Set problem:
Set down exactly, and only, the lines from the one with "Where can you see the man's right" to the final line of the entries, both included.

Dataset extract:
►
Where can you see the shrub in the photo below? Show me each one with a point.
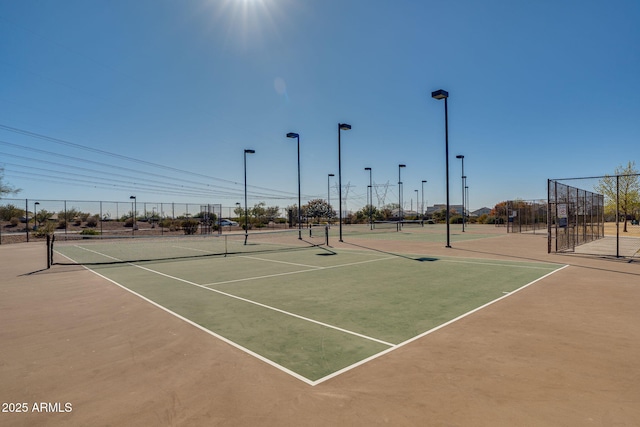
(92, 221)
(89, 232)
(8, 212)
(43, 230)
(190, 226)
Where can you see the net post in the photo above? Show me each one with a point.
(48, 251)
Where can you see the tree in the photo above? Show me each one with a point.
(6, 188)
(623, 187)
(363, 215)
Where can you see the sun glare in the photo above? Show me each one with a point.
(247, 24)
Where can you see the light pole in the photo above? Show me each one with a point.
(341, 127)
(461, 157)
(135, 208)
(297, 136)
(329, 198)
(370, 197)
(35, 216)
(443, 94)
(423, 182)
(466, 187)
(246, 210)
(400, 192)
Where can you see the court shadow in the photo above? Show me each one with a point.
(421, 259)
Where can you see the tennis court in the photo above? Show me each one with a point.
(308, 309)
(370, 331)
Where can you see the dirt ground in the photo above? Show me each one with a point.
(561, 352)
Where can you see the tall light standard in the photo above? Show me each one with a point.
(461, 157)
(466, 187)
(341, 127)
(400, 192)
(295, 135)
(423, 182)
(35, 216)
(329, 198)
(135, 209)
(370, 197)
(443, 94)
(246, 210)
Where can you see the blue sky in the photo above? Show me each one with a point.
(538, 90)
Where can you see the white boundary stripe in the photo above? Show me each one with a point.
(326, 325)
(208, 331)
(266, 276)
(280, 262)
(515, 265)
(284, 369)
(417, 337)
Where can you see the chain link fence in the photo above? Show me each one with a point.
(594, 215)
(23, 220)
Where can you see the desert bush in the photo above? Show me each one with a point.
(8, 212)
(190, 226)
(92, 221)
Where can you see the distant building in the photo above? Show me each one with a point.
(481, 211)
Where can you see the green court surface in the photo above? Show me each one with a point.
(316, 311)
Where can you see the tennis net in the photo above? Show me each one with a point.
(88, 250)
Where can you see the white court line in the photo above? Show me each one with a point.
(430, 331)
(496, 264)
(279, 262)
(391, 348)
(266, 276)
(326, 325)
(202, 328)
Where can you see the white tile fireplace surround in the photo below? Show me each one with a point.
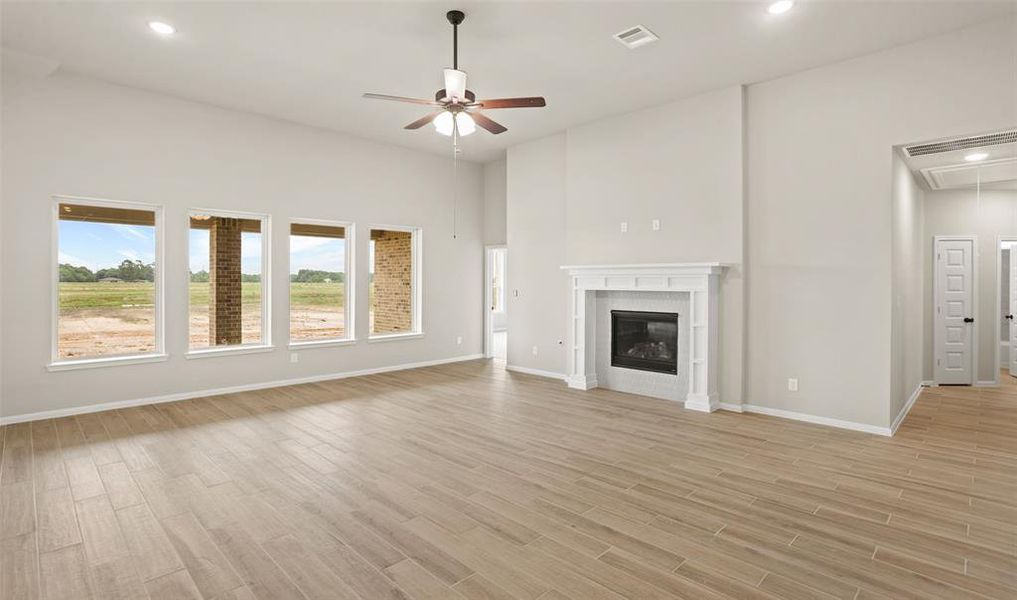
(689, 289)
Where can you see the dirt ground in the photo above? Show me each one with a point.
(111, 332)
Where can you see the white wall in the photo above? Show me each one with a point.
(679, 163)
(907, 254)
(536, 223)
(71, 135)
(960, 213)
(820, 183)
(494, 202)
(817, 213)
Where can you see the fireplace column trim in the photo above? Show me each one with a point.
(700, 280)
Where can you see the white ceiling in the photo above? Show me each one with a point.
(309, 62)
(949, 170)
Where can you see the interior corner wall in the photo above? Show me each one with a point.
(538, 289)
(494, 202)
(819, 223)
(962, 212)
(69, 134)
(907, 335)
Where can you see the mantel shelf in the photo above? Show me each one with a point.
(699, 280)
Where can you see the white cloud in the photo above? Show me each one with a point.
(300, 243)
(71, 259)
(129, 254)
(131, 232)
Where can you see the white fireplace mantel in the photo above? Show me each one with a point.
(699, 280)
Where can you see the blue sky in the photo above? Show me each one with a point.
(102, 245)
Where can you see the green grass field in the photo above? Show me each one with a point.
(110, 295)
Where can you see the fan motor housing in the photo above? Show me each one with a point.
(440, 96)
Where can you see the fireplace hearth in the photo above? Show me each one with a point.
(645, 341)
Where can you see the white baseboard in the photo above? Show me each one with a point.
(108, 406)
(538, 372)
(863, 427)
(906, 408)
(583, 382)
(704, 403)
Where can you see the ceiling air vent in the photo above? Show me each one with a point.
(962, 143)
(636, 37)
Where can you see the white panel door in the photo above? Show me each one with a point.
(954, 311)
(1012, 310)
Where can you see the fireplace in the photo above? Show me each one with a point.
(645, 341)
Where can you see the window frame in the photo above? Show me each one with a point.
(416, 271)
(349, 285)
(265, 344)
(158, 354)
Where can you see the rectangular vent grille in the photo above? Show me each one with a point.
(962, 143)
(636, 37)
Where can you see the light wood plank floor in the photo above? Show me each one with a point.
(464, 481)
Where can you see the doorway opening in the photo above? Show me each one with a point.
(1006, 307)
(955, 300)
(954, 225)
(495, 296)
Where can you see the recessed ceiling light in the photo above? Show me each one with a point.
(780, 7)
(162, 28)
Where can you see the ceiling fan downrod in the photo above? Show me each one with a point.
(455, 17)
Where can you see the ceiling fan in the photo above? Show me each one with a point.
(459, 109)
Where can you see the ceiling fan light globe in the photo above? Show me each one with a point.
(444, 123)
(455, 84)
(465, 124)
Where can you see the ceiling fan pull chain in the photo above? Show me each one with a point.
(455, 184)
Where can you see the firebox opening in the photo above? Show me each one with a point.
(645, 341)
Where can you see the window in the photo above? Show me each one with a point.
(108, 301)
(394, 296)
(228, 299)
(319, 285)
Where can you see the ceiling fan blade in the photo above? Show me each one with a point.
(488, 124)
(535, 102)
(422, 121)
(402, 99)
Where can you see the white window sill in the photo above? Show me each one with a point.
(395, 337)
(228, 351)
(320, 344)
(113, 361)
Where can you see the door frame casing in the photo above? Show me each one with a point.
(999, 292)
(488, 317)
(974, 302)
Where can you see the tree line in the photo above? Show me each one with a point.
(128, 271)
(135, 271)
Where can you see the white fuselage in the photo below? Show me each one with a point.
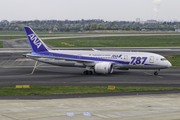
(121, 60)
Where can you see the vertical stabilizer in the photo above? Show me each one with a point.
(37, 45)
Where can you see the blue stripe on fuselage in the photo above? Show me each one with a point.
(75, 57)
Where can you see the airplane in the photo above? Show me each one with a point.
(94, 61)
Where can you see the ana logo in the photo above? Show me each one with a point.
(116, 56)
(35, 40)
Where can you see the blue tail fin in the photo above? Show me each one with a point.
(37, 45)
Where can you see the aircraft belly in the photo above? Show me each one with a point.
(60, 62)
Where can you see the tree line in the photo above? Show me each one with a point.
(85, 25)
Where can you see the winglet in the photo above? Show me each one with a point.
(37, 45)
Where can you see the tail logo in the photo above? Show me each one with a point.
(35, 40)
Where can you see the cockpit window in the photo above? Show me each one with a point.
(163, 59)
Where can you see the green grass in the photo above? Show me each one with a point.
(37, 32)
(119, 41)
(51, 90)
(175, 62)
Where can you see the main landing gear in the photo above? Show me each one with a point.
(88, 72)
(156, 72)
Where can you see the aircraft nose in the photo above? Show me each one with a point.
(169, 64)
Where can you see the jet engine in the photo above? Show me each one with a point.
(104, 68)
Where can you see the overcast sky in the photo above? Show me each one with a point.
(108, 10)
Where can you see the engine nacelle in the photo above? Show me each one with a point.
(104, 68)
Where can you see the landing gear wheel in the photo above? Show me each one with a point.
(155, 73)
(90, 72)
(85, 72)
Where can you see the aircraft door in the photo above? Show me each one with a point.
(151, 59)
(126, 58)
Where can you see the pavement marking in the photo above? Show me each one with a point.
(34, 67)
(103, 115)
(153, 75)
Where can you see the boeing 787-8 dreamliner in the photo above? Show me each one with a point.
(94, 61)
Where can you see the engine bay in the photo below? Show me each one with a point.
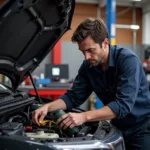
(19, 122)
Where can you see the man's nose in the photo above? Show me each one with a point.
(87, 56)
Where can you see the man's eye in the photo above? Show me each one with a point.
(91, 50)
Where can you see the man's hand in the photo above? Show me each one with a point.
(71, 120)
(39, 114)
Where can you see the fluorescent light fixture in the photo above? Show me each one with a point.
(135, 27)
(136, 0)
(125, 26)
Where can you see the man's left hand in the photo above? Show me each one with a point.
(71, 120)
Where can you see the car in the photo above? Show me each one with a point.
(29, 29)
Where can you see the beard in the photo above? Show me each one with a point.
(96, 62)
(93, 62)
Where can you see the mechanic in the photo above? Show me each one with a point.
(117, 77)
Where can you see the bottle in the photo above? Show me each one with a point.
(69, 131)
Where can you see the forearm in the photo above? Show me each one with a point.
(104, 113)
(57, 104)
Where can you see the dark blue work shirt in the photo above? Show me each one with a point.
(123, 87)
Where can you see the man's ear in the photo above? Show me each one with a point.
(105, 43)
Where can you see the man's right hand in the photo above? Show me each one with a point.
(39, 114)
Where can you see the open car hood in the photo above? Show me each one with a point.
(29, 29)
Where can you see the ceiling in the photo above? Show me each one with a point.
(118, 2)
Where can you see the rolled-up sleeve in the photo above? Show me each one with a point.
(127, 86)
(80, 90)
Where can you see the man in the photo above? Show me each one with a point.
(117, 77)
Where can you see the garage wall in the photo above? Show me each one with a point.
(123, 36)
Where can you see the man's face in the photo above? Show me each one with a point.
(92, 51)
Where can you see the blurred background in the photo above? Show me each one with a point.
(128, 23)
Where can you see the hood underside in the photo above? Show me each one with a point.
(29, 29)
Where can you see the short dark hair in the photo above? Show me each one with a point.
(95, 28)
◄
Answer in full:
Where can you see the man's right hand in the photo above? Show me each one with a point.
(39, 114)
Where can you see the open car hood in the photo above? Show me each one with a point.
(29, 29)
Where can you see the ceiling in the photo above? Show me each one with a point.
(118, 2)
Where can you see the rolled-up sleeve in the photo above? Show me each one with a point.
(127, 86)
(80, 90)
Where can you see the man in the photo above? Show me each one with a point.
(117, 77)
Where can you see the garage wall in the photo above? Show me each one with a point.
(123, 36)
Where can you see the man's face in the photo above? Show me each one with a point.
(92, 51)
Where can you see the blurred background in the photo above? Show me each one with a point.
(128, 23)
Where can you see the hood underside in the photo above? Show me each one with a point.
(29, 29)
Where can you see the short dark hair in the photo above? Show me each one with a point.
(95, 28)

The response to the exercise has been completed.